MATERIAL PROVIDED start

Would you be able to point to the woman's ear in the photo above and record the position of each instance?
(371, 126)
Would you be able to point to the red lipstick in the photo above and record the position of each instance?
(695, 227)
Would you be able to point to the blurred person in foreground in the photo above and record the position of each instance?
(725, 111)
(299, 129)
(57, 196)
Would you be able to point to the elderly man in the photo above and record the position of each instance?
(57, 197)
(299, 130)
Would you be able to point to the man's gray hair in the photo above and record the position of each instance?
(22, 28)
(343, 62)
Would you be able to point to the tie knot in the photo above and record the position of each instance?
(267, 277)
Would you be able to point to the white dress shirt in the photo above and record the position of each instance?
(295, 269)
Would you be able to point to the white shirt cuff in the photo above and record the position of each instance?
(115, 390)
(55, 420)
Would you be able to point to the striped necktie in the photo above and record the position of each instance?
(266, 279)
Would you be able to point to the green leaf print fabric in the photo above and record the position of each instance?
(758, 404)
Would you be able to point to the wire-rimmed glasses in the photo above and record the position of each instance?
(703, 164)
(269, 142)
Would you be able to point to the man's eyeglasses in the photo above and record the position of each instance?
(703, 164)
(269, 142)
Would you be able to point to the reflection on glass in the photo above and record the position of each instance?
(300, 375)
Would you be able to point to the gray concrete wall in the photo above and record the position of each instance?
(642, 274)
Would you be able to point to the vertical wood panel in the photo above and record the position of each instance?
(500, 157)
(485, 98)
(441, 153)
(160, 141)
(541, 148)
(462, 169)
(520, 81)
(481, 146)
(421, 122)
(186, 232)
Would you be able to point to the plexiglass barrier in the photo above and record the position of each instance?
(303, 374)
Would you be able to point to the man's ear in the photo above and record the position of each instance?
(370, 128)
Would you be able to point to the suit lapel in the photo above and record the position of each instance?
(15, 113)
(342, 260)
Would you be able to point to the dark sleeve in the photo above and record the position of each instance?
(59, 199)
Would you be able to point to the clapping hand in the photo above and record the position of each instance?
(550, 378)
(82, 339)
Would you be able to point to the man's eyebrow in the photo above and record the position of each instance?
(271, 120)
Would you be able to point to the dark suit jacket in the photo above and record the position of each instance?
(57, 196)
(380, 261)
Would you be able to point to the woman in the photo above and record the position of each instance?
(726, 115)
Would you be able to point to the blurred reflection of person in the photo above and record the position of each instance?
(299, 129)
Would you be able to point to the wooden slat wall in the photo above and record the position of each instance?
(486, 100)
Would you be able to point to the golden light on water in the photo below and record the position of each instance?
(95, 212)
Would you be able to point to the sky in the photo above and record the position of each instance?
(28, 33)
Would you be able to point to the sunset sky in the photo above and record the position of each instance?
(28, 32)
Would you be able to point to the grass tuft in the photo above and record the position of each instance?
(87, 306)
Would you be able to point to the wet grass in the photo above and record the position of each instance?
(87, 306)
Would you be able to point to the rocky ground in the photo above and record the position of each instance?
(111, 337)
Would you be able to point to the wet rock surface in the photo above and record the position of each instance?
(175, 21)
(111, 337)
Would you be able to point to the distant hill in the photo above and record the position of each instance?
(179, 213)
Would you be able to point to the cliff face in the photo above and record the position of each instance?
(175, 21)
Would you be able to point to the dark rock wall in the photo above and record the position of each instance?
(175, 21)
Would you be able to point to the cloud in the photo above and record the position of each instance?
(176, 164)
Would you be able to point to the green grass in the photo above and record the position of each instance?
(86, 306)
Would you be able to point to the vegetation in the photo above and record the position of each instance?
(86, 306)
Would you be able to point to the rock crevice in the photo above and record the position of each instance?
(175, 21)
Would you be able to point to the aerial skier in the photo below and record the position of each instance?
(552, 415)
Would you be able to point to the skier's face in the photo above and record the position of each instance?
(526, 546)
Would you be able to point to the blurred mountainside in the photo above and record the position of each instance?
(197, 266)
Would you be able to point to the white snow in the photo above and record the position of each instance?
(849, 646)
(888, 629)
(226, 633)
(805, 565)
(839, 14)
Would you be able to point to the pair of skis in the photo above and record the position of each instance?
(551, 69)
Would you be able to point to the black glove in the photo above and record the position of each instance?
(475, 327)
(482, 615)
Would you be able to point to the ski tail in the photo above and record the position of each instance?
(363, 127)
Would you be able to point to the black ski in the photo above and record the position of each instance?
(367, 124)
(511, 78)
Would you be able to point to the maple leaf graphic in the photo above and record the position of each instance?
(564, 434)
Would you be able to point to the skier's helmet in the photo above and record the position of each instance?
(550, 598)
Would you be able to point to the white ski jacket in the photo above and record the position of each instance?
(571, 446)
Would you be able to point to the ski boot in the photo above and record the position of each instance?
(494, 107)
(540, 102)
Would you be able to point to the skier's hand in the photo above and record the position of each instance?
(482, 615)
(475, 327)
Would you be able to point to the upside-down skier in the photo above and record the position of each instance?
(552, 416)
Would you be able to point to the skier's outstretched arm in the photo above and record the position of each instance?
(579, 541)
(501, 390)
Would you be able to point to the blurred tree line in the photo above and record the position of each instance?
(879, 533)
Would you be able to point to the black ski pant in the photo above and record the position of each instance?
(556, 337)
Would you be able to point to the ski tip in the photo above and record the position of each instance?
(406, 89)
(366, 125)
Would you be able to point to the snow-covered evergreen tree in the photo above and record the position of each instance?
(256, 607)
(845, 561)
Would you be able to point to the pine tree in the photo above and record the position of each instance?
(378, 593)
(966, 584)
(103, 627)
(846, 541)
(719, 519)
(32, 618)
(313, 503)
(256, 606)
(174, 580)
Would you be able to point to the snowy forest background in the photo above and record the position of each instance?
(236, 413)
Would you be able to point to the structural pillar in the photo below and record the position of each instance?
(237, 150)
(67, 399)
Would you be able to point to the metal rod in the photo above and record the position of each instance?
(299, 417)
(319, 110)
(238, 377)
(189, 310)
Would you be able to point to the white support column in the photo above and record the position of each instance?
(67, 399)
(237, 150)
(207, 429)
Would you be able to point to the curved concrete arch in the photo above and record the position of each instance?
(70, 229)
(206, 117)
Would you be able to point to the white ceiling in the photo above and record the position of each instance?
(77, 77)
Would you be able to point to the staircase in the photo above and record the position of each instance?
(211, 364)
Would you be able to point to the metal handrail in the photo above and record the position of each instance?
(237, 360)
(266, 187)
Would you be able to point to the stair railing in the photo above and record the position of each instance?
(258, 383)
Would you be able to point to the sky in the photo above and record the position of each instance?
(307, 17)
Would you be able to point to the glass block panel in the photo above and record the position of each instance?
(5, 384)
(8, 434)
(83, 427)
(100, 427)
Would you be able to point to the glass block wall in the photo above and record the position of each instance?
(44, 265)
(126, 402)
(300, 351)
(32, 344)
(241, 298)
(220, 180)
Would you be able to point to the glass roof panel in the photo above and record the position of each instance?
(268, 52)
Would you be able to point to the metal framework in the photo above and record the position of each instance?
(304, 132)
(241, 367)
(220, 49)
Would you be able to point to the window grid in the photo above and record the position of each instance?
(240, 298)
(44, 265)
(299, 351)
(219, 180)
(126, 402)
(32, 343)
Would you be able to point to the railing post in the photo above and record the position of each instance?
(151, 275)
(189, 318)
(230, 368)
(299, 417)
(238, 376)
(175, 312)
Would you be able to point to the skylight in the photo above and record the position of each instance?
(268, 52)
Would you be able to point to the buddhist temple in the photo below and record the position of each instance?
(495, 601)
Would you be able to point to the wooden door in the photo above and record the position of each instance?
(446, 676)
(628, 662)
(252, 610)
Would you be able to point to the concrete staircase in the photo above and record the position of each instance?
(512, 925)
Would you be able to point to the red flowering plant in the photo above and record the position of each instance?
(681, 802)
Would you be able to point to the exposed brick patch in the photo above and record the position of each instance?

MATERIAL PROVIDED end

● EXERCISE INSTRUCTIONS
Each record above should be repeated exactly as it appears.

● SOLUTION TO THIS TASK
Would you be able to point to the woman's ear in the photo above and record the position of each instance?
(371, 126)
Would you be able to point to the red lipstick in the photo above and record the position of each instance?
(695, 227)
Would you be able to point to the blurred person in foreground in the photo above and record the position of each instance?
(725, 111)
(299, 129)
(57, 196)
Would you be able to point to the elderly man in the photo above and record the position of each instance?
(57, 197)
(299, 130)
Would you be able to point to the man's gray hair in the photo above and record the position of each instance?
(22, 28)
(343, 62)
Would you be able to point to the tie knot in the photo above and record the position of each instance?
(267, 277)
Would you be able to point to the white dress shirt in the photo above and record the position of each instance?
(295, 269)
Would you be able to point to the white shirt cuff in the photo above and record the position of each instance?
(115, 390)
(55, 420)
Would you be able to point to the striped necktie in the photo above and record the position of each instance?
(266, 279)
Would you be able to point to the green leaf print fabric in the photo above and record the position of each instance?
(758, 404)
Would you be able to point to the wire-rimmed glasses in the photo above and record the position of each instance?
(703, 164)
(269, 142)
Would you be able to point to the man's eyeglasses in the photo above and record the position of each instance?
(703, 164)
(269, 142)
Would you be able to point to the reflection on glass in the photo above and record the position of each instance?
(300, 375)
Would you be able to point to the gray concrete wall in the photo above and record the position of each instance?
(642, 274)
Would you be able to point to the vertical wood panel in the photo above and record the position of each instance?
(500, 157)
(485, 98)
(441, 153)
(160, 141)
(541, 148)
(462, 169)
(520, 81)
(481, 146)
(421, 122)
(186, 232)
Would you be able to point to the plexiglass barrier in the photo above and record the position of each instance?
(303, 374)
Would you be able to point to the man's ear in the photo above and record the position of each instance?
(370, 128)
Would you be able to point to the suit lapel in the photo above and record the position of each instance?
(15, 113)
(342, 260)
Would you be able to point to the dark sleeve in the photo above and record the position of each instance?
(59, 199)
Would you be able to point to the clapping hand in the photo above and record the position of each instance?
(550, 378)
(82, 339)
Would you be able to point to the man's eyebrow in the photo above and record the position of each instance?
(271, 120)
Would you be able to point to the dark suit jacket in the photo above and record the position of each instance?
(57, 196)
(380, 261)
Would you be able to point to the woman in the photo above and record the position of each instance?
(726, 115)
Would you be able to point to the blurred reflection of person in the photo above and record the position of each instance?
(299, 129)
Would you be able to point to the wooden slat wall in the photo above and record the position of each instance?
(486, 100)
Would you be able to point to the golden light on water in the photo below and record the position of each instance?
(95, 212)
Would you be able to point to the sky in the photo above and record the position of each instance?
(28, 33)
Would you be able to point to the sunset sky in the photo above and record the position of each instance?
(28, 32)
Would you be able to point to the grass tuft in the photo above and record the position of each instance?
(87, 306)
Would you be able to point to the wet grass in the photo above and record the position of each instance?
(87, 306)
Would you be able to point to the rocky ground in the photo above and record the position of each instance?
(111, 337)
Would you be able to point to the wet rock surface in the photo above and record the position of each instance?
(175, 21)
(111, 337)
Would you be able to point to the distant hill in the photo above and record the position of each instance?
(179, 213)
Would you be able to point to the cliff face in the photo above and record the position of each instance?
(175, 21)
Would you be able to point to the dark rock wall in the photo above and record the position of each instance?
(175, 21)
Would you be able to point to the cloud in the photo above and record the position of each instance?
(176, 164)
Would you be able to point to the green grass in the photo above and record the position of each instance?
(86, 306)
Would you be able to point to the vegetation in the photo above and record the position of each instance?
(86, 306)
Would you be able to point to the rock crevice in the photo above and record the position of each instance?
(175, 21)
Would you be able to point to the aerial skier in the photo below and record the position of each instance?
(552, 415)
Would you be able to point to the skier's face in the photo above and record the position of each instance?
(526, 546)
Would you be able to point to the blurred mountainside in the photo above and record the position of each instance?
(197, 266)
Would you be able to point to the white snow in the photo above and record the position of each instance?
(849, 646)
(888, 629)
(226, 633)
(805, 565)
(839, 14)
Would you be able to point to the pair of skis in the photo above and record the position of each instance?
(551, 69)
Would you be able to point to the black glove in the photo above and record the position of each instance?
(475, 327)
(482, 615)
Would you be able to point to the ski tail in the photo above and record the position of each instance?
(363, 127)
Would you be able to point to the black ski in the photo above and record the position of each instance?
(367, 124)
(511, 78)
Would you be able to point to the maple leaf graphic in the photo above and record the position of each instance?
(564, 434)
Would you be able to point to the skier's helmet in the photo above and record the position of each instance?
(550, 598)
Would you be able to point to the white ski jacket in the photo above and record the position of each instance?
(571, 446)
Would you be able to point to the ski boot in the photo above and record the position of each instance?
(494, 107)
(540, 102)
Would you be able to point to the skier's hand in the photo above and record the position of each instance?
(482, 615)
(475, 327)
Would you be able to point to the upside-down skier in the photo above and record the position of each instance?
(552, 416)
Would you be able to point to the skier's outstretched arm in the photo above and record the position of each instance?
(579, 541)
(501, 390)
Would you be able to point to the blurred tree line in the photo above and record the position of each instance?
(879, 533)
Would you be able to point to the black ski pant in the photo above and record the position of each instance?
(556, 337)
Would you be able to point to the ski tip in the photo above and record the position of each instance?
(406, 89)
(366, 125)
Would you be able to point to the snow-covered evergreen tree in the photo above and record the position of each instance?
(256, 607)
(845, 561)
Would you be able to point to the pine tree in the photo above and record the position of each instance?
(378, 593)
(966, 584)
(103, 627)
(846, 541)
(719, 519)
(32, 618)
(313, 503)
(256, 606)
(174, 580)
Would you be able to point to the snowy forest background in the photo above and record the position of each instance?
(236, 413)
Would you be able to point to the structural pillar in the photo below and record the position of each instance?
(237, 150)
(67, 399)
Would you be able to point to the metal rod in the photo above and record the position of each instance?
(299, 417)
(319, 110)
(238, 377)
(189, 310)
Would you be able to point to the white support column in the photo above and record the position of each instance?
(67, 399)
(237, 150)
(207, 429)
Would you be able to point to the curved concrete arch in the photo above and record the position of each instance?
(70, 229)
(206, 117)
Would you be able to point to the white ceiling in the photo above and record the position of each instance?
(77, 77)
Would you be able to point to the staircase in the photo above and record the position of each instance?
(211, 364)
Would you be able to point to the metal handrail in the photo above and record the position of each instance?
(237, 360)
(266, 187)
Would you be able to point to the stair railing in the photo above and record the position of each instance?
(258, 383)
Would you be able to point to the sky in the photo above and record the position of each instance?
(307, 17)
Would you be able to point to the glass block panel in the photo above and record the position of each instance?
(5, 384)
(8, 434)
(83, 427)
(100, 427)
Would you be able to point to the glass block wall in the photo above and record the position of each instance?
(44, 265)
(126, 402)
(300, 351)
(32, 344)
(241, 298)
(220, 180)
Would you be able to point to the glass roof panel in the photo above and record the position of each instance?
(268, 52)
Would you be able to point to the metal framework in the photo above and record the position of each instance?
(304, 132)
(241, 367)
(220, 49)
Would you be able to point to the window grid in the photo above and record the position of each instance?
(240, 298)
(44, 265)
(299, 351)
(219, 180)
(126, 402)
(32, 343)
Would you be able to point to the railing post in the photo above and record the position of each instance?
(151, 275)
(189, 318)
(230, 368)
(299, 417)
(238, 376)
(175, 312)
Would you be able to point to the skylight in the photo above and record the position of each instance?
(268, 52)
Would you be able to point to the buddhist temple in the photo below and record the position of each instance?
(495, 601)
Would you be able to point to the wooden door in the photo above and record the position of each instance?
(446, 676)
(628, 662)
(252, 610)
Would you be able to point to the concrete staircase in the photo above and record the position of each instance?
(512, 925)
Would you be able to point to the red flowering plant in the photo above and record the position of each instance?
(681, 802)
Would you be able to point to the exposed brick patch in the photo above and record the position of each instance?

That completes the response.